## Enunciado:
Reproduza do texto sobre dor e exercício o trecho que vai de "Também vale a" até "que ele funciona.", inclusive.

## Texto apresentado:
Também vale a pena perguntar se os benefícios de um analgésico podem ser exagerados em um teste em que os sujeitos são obrigados a fixar sua atenção no próprio desconforto, dando classificações contínuas de quanto estão sentindo de dor, em comparação com o mundo real. Ainda assim, os novos resultados apresentam um forte argumento de que o tramadol melhora o desempenho e, portanto, deve ser proibido. A pergunta mais difícil é por que ele funciona.

Em 2010, Mauger publicou dados impressionantes mostrando um aumento de 2% no desempenho de ciclistas que tomaram uma simples dose de Tylenol. Ele continuou com outros estudos usando várias técnicas, como injeções de solução salina, para manipular a dor associada ao exercício. Na visão de Mauger, a dor é uma das sensações que nos faz diminuir ou parar durante o exercício de resistência, então os resultados com o tramadol fazem todo o sentido.

No entanto, nem todos concordam. Quando escrevi sobre a pesquisa de Mauger sobre a dor em 2020, observei que outros pesquisadores, como Walter Staiano e Samuele Marcora, acreditam que a percepção subjetiva de esforço (“a luta para continuar contra o desejo crescente de parar”) é mais importante do que a dor (“a sensação consciente de dor e queimação nos músculos ativos”). Staiano e Marcora publicaram dados interessantes que apoiam sua alegação de que desistimos quando o esforço atinge o máximo, mesmo quando a dor que estamos sentindo ainda é tolerável. Pode haver maneiras de conciliar essas duas visões: talvez o esforço cognitivo para lidar com o aumento da dor faça o exercício parecer mais difícil, por exemplo. Mas ainda é um debate em aberto, o que torna qualquer novo dado sobre a questão particularmente interessante.

## Dados brutos:
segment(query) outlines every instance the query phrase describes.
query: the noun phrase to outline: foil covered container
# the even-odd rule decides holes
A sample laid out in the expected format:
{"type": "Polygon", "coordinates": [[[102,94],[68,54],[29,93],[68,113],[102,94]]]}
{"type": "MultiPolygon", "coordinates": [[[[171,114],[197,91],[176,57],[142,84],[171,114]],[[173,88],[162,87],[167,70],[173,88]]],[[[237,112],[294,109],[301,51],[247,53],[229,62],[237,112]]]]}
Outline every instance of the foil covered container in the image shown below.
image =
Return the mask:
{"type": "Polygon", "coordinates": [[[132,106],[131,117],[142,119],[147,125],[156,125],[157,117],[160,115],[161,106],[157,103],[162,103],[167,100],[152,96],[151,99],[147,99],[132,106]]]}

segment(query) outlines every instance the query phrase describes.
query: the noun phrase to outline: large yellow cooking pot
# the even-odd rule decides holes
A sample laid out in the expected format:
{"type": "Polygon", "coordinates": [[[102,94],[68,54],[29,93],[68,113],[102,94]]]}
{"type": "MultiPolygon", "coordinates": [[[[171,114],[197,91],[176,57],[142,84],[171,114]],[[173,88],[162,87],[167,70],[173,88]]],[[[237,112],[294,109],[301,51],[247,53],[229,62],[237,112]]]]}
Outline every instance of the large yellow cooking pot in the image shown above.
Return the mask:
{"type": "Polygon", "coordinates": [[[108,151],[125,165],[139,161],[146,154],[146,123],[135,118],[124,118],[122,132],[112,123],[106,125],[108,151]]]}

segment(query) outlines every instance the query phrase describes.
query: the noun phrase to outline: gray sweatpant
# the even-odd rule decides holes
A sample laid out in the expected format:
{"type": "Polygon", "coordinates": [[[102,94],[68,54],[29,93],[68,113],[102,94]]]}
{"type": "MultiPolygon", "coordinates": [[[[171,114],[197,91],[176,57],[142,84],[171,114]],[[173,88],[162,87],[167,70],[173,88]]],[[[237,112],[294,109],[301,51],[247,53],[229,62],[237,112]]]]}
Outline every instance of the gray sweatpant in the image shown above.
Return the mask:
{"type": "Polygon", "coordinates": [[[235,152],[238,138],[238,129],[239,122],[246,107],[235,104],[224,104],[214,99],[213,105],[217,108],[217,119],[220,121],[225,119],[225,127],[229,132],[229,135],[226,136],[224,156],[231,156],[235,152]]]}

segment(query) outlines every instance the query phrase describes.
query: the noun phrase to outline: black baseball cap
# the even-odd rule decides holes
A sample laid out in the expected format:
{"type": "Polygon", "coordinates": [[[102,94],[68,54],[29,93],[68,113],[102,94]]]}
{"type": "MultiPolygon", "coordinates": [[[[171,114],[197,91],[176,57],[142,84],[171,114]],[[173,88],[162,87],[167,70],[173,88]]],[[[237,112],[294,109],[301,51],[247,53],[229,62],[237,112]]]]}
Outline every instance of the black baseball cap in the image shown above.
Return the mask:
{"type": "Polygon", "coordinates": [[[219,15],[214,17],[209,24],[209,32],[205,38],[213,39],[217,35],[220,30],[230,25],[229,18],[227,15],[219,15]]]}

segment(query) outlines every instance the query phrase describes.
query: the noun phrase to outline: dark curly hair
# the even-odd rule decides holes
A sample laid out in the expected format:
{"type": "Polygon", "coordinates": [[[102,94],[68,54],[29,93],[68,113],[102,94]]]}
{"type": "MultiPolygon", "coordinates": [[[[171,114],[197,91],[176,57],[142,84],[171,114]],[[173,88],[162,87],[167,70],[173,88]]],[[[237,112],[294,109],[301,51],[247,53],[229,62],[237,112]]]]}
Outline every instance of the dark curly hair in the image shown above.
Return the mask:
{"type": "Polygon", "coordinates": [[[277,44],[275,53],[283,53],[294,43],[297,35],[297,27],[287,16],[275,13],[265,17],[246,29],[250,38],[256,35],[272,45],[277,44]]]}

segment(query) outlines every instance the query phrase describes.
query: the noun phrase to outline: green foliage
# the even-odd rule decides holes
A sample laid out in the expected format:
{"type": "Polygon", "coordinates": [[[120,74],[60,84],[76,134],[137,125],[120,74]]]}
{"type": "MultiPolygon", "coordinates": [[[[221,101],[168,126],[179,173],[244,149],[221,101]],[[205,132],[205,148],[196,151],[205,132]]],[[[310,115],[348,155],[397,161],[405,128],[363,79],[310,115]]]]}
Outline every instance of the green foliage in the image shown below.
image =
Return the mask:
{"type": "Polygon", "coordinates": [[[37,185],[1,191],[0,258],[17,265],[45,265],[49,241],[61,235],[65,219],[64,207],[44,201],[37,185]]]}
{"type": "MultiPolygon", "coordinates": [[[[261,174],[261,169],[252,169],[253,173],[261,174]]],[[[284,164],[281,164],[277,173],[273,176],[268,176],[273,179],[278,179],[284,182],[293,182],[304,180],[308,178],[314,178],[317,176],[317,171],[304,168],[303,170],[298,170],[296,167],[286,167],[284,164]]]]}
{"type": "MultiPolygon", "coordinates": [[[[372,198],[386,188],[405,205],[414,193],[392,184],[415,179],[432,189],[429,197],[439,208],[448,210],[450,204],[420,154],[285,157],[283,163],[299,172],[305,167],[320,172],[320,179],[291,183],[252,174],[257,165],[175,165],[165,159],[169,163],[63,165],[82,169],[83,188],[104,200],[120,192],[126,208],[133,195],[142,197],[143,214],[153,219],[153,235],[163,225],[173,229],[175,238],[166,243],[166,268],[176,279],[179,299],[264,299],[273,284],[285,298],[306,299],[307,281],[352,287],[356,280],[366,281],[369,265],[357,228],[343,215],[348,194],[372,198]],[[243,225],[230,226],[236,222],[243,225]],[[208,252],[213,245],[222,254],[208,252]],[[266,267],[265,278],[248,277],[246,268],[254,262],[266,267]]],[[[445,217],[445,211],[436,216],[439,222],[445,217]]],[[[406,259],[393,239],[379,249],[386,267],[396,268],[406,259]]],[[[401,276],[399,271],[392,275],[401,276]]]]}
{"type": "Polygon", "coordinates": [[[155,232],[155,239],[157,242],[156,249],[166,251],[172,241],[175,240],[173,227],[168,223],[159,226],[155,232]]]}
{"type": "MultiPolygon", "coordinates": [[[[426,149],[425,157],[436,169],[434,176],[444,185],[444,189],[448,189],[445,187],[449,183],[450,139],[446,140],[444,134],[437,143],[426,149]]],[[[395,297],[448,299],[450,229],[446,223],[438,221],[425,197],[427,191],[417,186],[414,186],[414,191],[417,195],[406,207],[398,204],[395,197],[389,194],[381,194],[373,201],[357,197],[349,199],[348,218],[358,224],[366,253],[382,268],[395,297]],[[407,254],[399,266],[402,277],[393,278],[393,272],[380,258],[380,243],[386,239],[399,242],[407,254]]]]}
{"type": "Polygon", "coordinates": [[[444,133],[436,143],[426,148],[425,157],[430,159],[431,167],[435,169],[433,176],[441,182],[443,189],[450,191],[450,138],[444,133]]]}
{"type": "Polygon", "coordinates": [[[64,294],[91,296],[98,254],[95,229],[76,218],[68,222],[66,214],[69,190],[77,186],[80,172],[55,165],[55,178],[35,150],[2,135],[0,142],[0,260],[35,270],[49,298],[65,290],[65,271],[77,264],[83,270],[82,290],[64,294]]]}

## Espaço da resposta:
Também vale a pena perguntar se os benefícios de um analgésico podem ser exagerados em um teste em que os sujeitos são obrigados a fixar sua atenção no próprio desconforto, dando classificações contínuas de quanto estão sentindo de dor, em comparação com o mundo real. Ainda assim, os novos resultados apresentam um forte argumento de que o tramadol melhora o desempenho e, portanto, deve ser proibido. A pergunta mais difícil é por que ele funciona.